#### GIVEN INSTRUCTION 1
Copy the entries word for word, from the start of the entries up to and including the line that contains "POLYGON ((607 405, 600". Leave out the pictures.

#### TEXT PASSAGE
** Begin **

Step 3aDeep-Dive: Fan-Out Strategy (12 min)

This is where the bulk of the interview happens. The single most consequential decision in a social feed design is how the timeline gets assembled. Three strategies; only two are practical at scale; the right answer is a hybrid.

Time12 min · ~25% of the interview

The choice

Push vs Pull: Two Strategies

Push fan-out does the work at write time: a tweet from someone with N followers triggers N writes to N timeline caches. Reads are then trivial. Pull fan-out does the work at read time: each timeline read merges the recent posts of every account the user follows. Each strategy breaks under different conditions.

Push (fan-out-on-write)

When a user posts, the system writes the post ID into the timeline cache of every follower. Reads are trivial: fetch the user's timeline cache, hydrate the post content, return.

Pros: Reads are O(1) — a single Redis call. Latency is excellent and scales with read traffic almost for free. Most users feel the system as fast.
Cons: Writes are O(N) where N is follower count. For most users (median ~100 followers) this is fine. For celebrities with millions of followers, a single tweet triggers millions of writes. The fan-out queue clogs; the timeline caches thrash; some followers see the tweet seconds or minutes later than others.
Storage cost: Each follower gets a copy of the post ID in their timeline. With 250M users averaging 200 follows, the timeline cache stores ~50B post-ID references. Bounded per user (we cap at ~800 entries) so total storage is predictable.

Pull (fan-in-on-read)

When a user posts, the system writes only to the user's own timeline (a list of their own posts). When someone reads their home timeline, the timeline service queries every followed user's timeline, merges them in time order, returns the top N.

Pros: Writes are O(1) — one append to the author's user timeline. Storage is minimal (each post stored once, not N times). Celebrities don't break anything special at write time.
Cons: Reads are O(M) where M is how many users the reader follows. For someone following 1000 accounts, every timeline read becomes 1000 lookups plus an in-memory merge. At 500K reads/sec across millions of users, this is operationally devastating. Latency suffers; throughput suffers worse.
Storage cost: Minimal. Each post stored once in the author's timeline.

Why neither alone is right

Push breaks for celebrity authors. Pull breaks for any read-heavy workload. The depth probe — "what about celebrity accounts?" — is exactly the question that exposes which strategy you've picked and whether you've thought about its limits.

The answer is hybrid, and it's specifically how Twitter's real architecture handles this. Push for normal users, pull for celebrities, merge at read time.

Pure push optimizes the read path at the cost of write amplification on celebrity posts. Pure pull keeps writes cheap but explodes the read path under realistic load. Neither alone holds up at this scale.

** End **

#### DATA PROVIDED

** Begin **

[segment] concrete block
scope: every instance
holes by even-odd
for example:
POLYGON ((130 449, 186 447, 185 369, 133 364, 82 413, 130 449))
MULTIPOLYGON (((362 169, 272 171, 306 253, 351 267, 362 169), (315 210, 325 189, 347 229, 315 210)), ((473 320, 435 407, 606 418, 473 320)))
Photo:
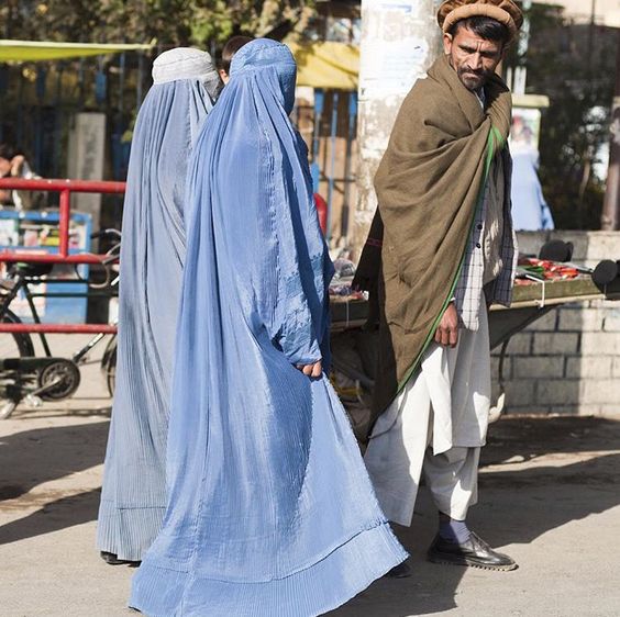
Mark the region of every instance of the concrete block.
POLYGON ((606 311, 599 308, 582 308, 578 305, 560 308, 557 329, 561 332, 600 332, 606 311))
POLYGON ((607 405, 600 405, 597 415, 602 417, 610 417, 618 419, 618 414, 620 414, 620 403, 612 403, 607 405))
POLYGON ((601 332, 582 335, 582 356, 616 356, 618 354, 620 354, 620 333, 601 332))
MULTIPOLYGON (((574 356, 566 358, 567 379, 606 379, 612 377, 611 356, 574 356)), ((618 367, 620 370, 620 366, 618 367)))
POLYGON ((611 377, 620 378, 620 355, 616 356, 612 360, 611 377))
MULTIPOLYGON (((491 357, 491 379, 499 377, 499 356, 491 357)), ((512 358, 506 355, 503 358, 503 379, 509 380, 512 377, 512 358)))
MULTIPOLYGON (((522 407, 513 407, 510 401, 506 402, 506 415, 529 415, 529 416, 545 416, 549 414, 549 406, 546 405, 524 405, 522 407)), ((492 425, 490 430, 492 430, 492 425)))
POLYGON ((520 357, 513 361, 513 377, 516 379, 529 378, 560 378, 564 377, 563 356, 538 356, 532 358, 520 357))
POLYGON ((510 338, 508 351, 510 356, 529 356, 532 352, 532 334, 521 332, 510 338))
POLYGON ((579 335, 577 333, 535 333, 535 355, 551 356, 555 354, 576 354, 579 349, 579 335))
POLYGON ((578 405, 580 403, 582 382, 567 379, 541 379, 536 384, 536 403, 578 405))

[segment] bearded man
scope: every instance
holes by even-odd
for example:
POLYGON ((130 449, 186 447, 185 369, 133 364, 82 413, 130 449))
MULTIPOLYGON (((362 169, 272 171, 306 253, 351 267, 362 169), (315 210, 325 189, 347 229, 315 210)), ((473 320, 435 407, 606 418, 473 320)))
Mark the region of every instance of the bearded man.
POLYGON ((362 271, 380 238, 383 319, 365 461, 386 516, 406 526, 424 472, 440 517, 431 561, 513 570, 466 516, 490 407, 487 306, 510 303, 517 259, 511 94, 495 71, 522 14, 512 0, 447 0, 438 21, 445 55, 405 99, 375 178, 362 271))

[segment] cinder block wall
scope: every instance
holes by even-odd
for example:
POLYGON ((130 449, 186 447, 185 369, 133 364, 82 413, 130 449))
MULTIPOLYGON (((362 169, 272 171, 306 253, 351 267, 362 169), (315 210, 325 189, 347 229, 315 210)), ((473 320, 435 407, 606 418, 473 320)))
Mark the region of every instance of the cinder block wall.
MULTIPOLYGON (((620 259, 620 232, 519 233, 521 253, 551 238, 575 245, 573 260, 620 259)), ((492 374, 498 391, 498 352, 492 374)), ((507 413, 620 414, 620 301, 565 304, 512 337, 503 366, 507 413)))

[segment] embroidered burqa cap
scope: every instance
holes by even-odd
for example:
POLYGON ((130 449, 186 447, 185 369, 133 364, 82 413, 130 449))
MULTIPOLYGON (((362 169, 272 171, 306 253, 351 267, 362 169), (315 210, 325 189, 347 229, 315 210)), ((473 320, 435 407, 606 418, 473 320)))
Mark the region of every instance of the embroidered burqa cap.
POLYGON ((467 18, 492 18, 502 23, 514 38, 521 25, 523 13, 512 0, 446 0, 438 11, 438 22, 443 32, 467 18))

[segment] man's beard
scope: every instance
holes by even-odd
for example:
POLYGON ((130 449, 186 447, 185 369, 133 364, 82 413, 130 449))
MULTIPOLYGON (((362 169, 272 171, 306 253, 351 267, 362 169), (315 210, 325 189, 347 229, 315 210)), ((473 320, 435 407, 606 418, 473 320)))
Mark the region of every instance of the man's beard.
POLYGON ((467 90, 479 90, 485 86, 485 83, 490 79, 491 70, 472 70, 468 66, 460 66, 456 69, 458 79, 461 83, 467 88, 467 90))

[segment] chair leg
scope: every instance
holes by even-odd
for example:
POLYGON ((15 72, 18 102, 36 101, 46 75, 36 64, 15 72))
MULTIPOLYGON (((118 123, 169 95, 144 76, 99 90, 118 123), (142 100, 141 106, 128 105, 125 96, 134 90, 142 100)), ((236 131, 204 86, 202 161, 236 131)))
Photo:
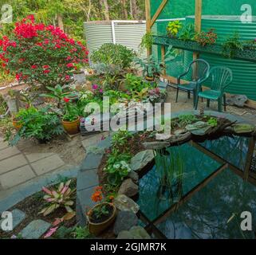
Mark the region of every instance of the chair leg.
POLYGON ((226 112, 226 96, 225 93, 223 95, 223 100, 224 100, 224 111, 226 112))
POLYGON ((218 100, 218 111, 219 112, 223 112, 223 97, 222 96, 218 100))
POLYGON ((176 103, 178 103, 179 91, 179 88, 177 88, 176 103))

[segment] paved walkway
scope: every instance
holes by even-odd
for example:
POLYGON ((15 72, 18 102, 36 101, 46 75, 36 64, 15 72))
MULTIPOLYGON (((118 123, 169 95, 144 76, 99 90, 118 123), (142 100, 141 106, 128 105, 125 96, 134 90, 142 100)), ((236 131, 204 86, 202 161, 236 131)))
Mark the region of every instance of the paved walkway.
POLYGON ((65 167, 65 163, 56 154, 25 154, 16 147, 9 147, 0 138, 0 193, 65 167))

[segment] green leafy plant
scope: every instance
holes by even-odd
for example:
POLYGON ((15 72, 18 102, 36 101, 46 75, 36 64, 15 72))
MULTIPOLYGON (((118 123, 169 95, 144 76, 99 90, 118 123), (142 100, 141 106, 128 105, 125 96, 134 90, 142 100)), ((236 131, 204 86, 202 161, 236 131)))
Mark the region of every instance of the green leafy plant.
POLYGON ((79 110, 76 104, 70 103, 70 99, 64 98, 65 102, 65 114, 62 117, 64 121, 73 122, 78 119, 79 110))
POLYGON ((184 114, 179 116, 178 124, 180 128, 184 128, 187 125, 195 123, 198 120, 199 120, 193 114, 184 114))
POLYGON ((171 37, 176 37, 181 28, 182 23, 180 21, 170 22, 167 27, 167 35, 171 37))
POLYGON ((158 190, 159 198, 163 198, 170 202, 175 198, 179 201, 183 195, 184 155, 179 151, 167 150, 167 155, 156 151, 155 162, 160 183, 158 190))
POLYGON ((136 53, 121 45, 112 43, 104 44, 98 50, 93 53, 92 61, 95 64, 115 65, 120 69, 131 66, 136 53))
POLYGON ((240 41, 240 37, 238 33, 234 33, 223 44, 223 54, 229 58, 234 57, 236 50, 243 50, 244 45, 240 41))
POLYGON ((77 226, 72 233, 75 239, 88 239, 91 233, 87 227, 77 226))
POLYGON ((141 49, 150 49, 153 43, 153 33, 152 32, 148 32, 143 36, 140 46, 141 49))
POLYGON ((36 139, 45 143, 64 131, 59 117, 51 112, 49 108, 22 109, 15 119, 22 128, 15 135, 10 131, 6 133, 6 140, 9 140, 12 146, 16 145, 21 138, 36 139))
POLYGON ((215 128, 218 126, 218 120, 216 118, 211 118, 208 121, 207 124, 212 127, 212 128, 215 128))
POLYGON ((211 29, 208 32, 200 32, 195 36, 195 41, 203 47, 211 45, 216 43, 218 35, 215 33, 215 29, 211 29))
POLYGON ((164 61, 160 61, 153 55, 149 56, 146 59, 136 57, 135 62, 140 65, 143 69, 143 75, 149 78, 156 78, 160 76, 163 71, 165 70, 165 65, 173 61, 176 56, 174 54, 172 46, 167 48, 164 56, 164 61))
POLYGON ((69 180, 66 183, 60 183, 57 189, 49 190, 43 187, 42 190, 46 194, 44 200, 49 204, 39 214, 47 216, 60 207, 64 207, 67 214, 64 216, 65 219, 71 219, 76 215, 76 213, 71 206, 74 205, 74 194, 76 189, 69 187, 72 180, 69 180))
POLYGON ((182 41, 194 41, 196 33, 195 32, 195 25, 187 24, 179 33, 179 39, 182 41))

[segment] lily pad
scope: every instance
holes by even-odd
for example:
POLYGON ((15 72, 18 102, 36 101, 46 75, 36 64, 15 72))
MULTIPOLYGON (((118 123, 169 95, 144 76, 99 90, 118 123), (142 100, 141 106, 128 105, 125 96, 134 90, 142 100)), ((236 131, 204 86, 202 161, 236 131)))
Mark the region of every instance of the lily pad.
POLYGON ((235 124, 233 126, 233 130, 237 134, 252 133, 255 130, 255 127, 250 124, 235 124))

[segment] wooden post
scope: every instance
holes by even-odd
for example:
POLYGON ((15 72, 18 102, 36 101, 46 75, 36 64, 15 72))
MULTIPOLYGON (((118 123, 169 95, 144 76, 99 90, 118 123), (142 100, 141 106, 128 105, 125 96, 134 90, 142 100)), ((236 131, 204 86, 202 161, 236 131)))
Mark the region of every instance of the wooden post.
POLYGON ((250 143, 249 143, 246 166, 245 166, 245 170, 244 170, 244 180, 246 182, 248 182, 251 163, 252 163, 252 160, 254 158, 254 149, 255 149, 255 139, 254 137, 252 137, 250 139, 250 143))
MULTIPOLYGON (((152 26, 151 26, 151 4, 150 0, 145 0, 145 6, 146 6, 146 29, 147 33, 151 33, 152 26)), ((152 53, 152 49, 148 49, 148 57, 149 57, 152 53)))
POLYGON ((164 45, 161 45, 161 58, 162 58, 162 62, 164 66, 164 70, 163 74, 164 76, 166 76, 166 65, 165 65, 165 46, 164 45))
MULTIPOLYGON (((196 33, 200 33, 202 30, 202 0, 195 1, 195 30, 196 33)), ((199 54, 194 53, 193 58, 199 58, 199 54)))

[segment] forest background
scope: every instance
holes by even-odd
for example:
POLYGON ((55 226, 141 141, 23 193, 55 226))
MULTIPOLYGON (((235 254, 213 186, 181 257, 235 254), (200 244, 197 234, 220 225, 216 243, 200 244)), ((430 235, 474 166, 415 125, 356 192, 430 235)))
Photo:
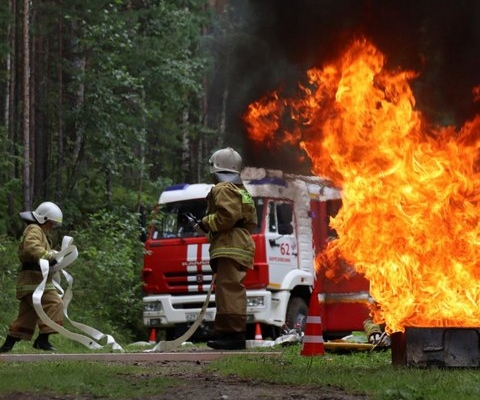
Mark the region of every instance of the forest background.
POLYGON ((161 190, 208 179, 217 148, 242 149, 231 3, 0 4, 0 337, 17 312, 18 213, 49 200, 64 213, 54 243, 79 249, 69 315, 146 339, 140 237, 161 190))
POLYGON ((479 16, 477 0, 1 1, 0 338, 17 312, 19 212, 45 200, 64 212, 54 243, 79 249, 69 315, 146 339, 140 237, 162 189, 208 180, 224 146, 310 173, 300 143, 247 140, 249 104, 295 95, 362 36, 389 69, 418 72, 429 121, 462 126, 480 107, 479 16))

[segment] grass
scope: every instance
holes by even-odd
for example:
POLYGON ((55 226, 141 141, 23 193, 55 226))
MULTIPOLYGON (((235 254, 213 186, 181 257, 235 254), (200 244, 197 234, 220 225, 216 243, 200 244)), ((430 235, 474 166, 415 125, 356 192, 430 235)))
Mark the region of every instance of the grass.
POLYGON ((409 368, 393 366, 390 351, 348 354, 326 353, 304 357, 299 346, 283 350, 281 357, 232 357, 209 367, 222 374, 257 377, 289 385, 336 387, 351 394, 382 400, 478 400, 477 369, 409 368))
MULTIPOLYGON (((52 342, 65 353, 91 352, 61 337, 54 337, 52 342)), ((201 344, 195 348, 198 351, 205 346, 201 344)), ((135 352, 143 348, 126 346, 125 350, 135 352)), ((260 348, 258 351, 271 350, 260 348)), ((390 351, 327 352, 324 356, 304 357, 296 344, 273 350, 281 354, 232 356, 195 368, 240 378, 308 386, 319 391, 322 387, 338 388, 345 393, 366 395, 372 400, 480 398, 478 369, 393 366, 390 351)), ((29 343, 21 343, 14 352, 32 353, 34 350, 29 343)), ((164 363, 147 366, 90 361, 1 362, 0 356, 0 397, 21 392, 32 397, 42 393, 106 399, 146 398, 177 383, 165 375, 166 369, 164 363)))

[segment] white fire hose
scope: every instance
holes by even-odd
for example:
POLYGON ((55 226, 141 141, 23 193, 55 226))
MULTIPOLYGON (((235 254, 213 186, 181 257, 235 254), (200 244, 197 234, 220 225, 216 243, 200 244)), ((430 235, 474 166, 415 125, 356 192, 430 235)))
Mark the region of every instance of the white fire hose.
POLYGON ((73 244, 73 238, 70 236, 64 236, 62 241, 62 249, 55 254, 55 259, 57 260, 57 264, 50 268, 48 260, 41 259, 40 260, 40 269, 42 271, 42 282, 37 286, 35 291, 33 292, 33 306, 35 311, 37 312, 39 318, 45 323, 45 325, 49 326, 50 328, 54 329, 56 332, 60 333, 62 336, 74 340, 83 344, 84 346, 90 349, 101 349, 104 346, 100 345, 98 341, 106 338, 106 345, 112 346, 112 350, 120 350, 123 351, 122 347, 115 341, 115 339, 110 335, 105 335, 104 333, 98 331, 91 326, 72 321, 68 316, 68 305, 73 297, 73 278, 72 276, 65 271, 65 268, 69 266, 73 261, 75 261, 78 257, 78 250, 77 247, 73 244), (63 274, 65 277, 68 287, 66 291, 62 289, 60 286, 60 273, 63 274), (47 278, 50 274, 53 274, 52 282, 57 290, 61 293, 61 297, 63 298, 63 314, 65 318, 74 326, 75 328, 79 329, 83 333, 87 334, 88 336, 75 333, 65 329, 63 326, 58 325, 56 322, 52 321, 42 307, 42 296, 43 292, 45 291, 45 284, 47 282, 47 278), (93 339, 92 339, 93 338, 93 339))
POLYGON ((208 308, 208 303, 210 301, 210 296, 212 294, 213 286, 215 285, 215 277, 216 277, 216 274, 213 274, 212 282, 210 283, 210 288, 208 289, 207 297, 203 302, 200 314, 198 314, 198 317, 193 323, 193 325, 182 336, 176 338, 175 340, 168 340, 168 341, 162 340, 158 342, 153 349, 145 350, 145 352, 171 351, 176 349, 183 342, 186 342, 188 339, 190 339, 190 337, 195 333, 197 328, 202 323, 203 318, 205 317, 205 313, 207 312, 207 308, 208 308))

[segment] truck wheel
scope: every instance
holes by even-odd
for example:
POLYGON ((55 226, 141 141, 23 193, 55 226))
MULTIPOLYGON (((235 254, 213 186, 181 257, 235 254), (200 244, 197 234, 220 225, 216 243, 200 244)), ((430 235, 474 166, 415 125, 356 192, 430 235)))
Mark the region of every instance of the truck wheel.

** End **

#### GIVEN INSTRUCTION 2
Continue the text on fan-out strategies for building a social feed timeline, picking up right after its last sentence.

#### RESULT 1
[segment] concrete block
scope: every instance
holes by even-odd
for example:
POLYGON ((130 449, 186 447, 185 369, 133 364, 82 413, 130 449))
MULTIPOLYGON (((362 169, 272 171, 306 253, 351 267, 362 169), (315 210, 325 189, 347 229, 315 210)), ((473 320, 435 407, 606 418, 473 320)))
Photo:
Mark the region of every instance of the concrete block.
POLYGON ((606 311, 599 308, 582 308, 578 305, 560 308, 557 329, 561 332, 600 332, 606 311))
POLYGON ((607 405, 600 405, 597 415, 602 417, 610 417, 618 419, 618 414, 620 414, 620 403, 612 403, 607 405))

#### RESULT 2
Hybrid: push for users with normal follower counts (the vast majority), pull for users above a threshold (celebrities). The reader's timeline service merges the pushed timeline with the pulled celebrity posts at read time. Most reads are still fast because most posts came through push; the celebrity tail is handled separately without overwhelming the fan-out workers.

PickedHybrid. Justified by our scale (250M DAU, asymmetric follower distribution with celebrities having tens of millions). At smaller scale, pure push would be acceptable; at this scale, the celebrity write amplification forces the hybrid.

Step 3bDeep-Dive: The Celebrity Solution (10 min)

The hybrid is the canonical answer. The depth lives in the specifics: how do you decide who's a celebrity, where does the celebrity post live, and how does the merge happen at read time without blowing the latency budget.

Time10 min · ~20% of the interview

Hybrid: Push for Normal Users, Pull for Celebrities

The hybrid in detail. Normal users push to follower timelines as before. Celebrities just write to their own user timeline; nothing fans out. At read time, the timeline service fetches the reader's pushed timeline, fetches the recent posts of the celebrities they follow, and merges in time order. The merge is bounded because most users follow only a small number of celebrities.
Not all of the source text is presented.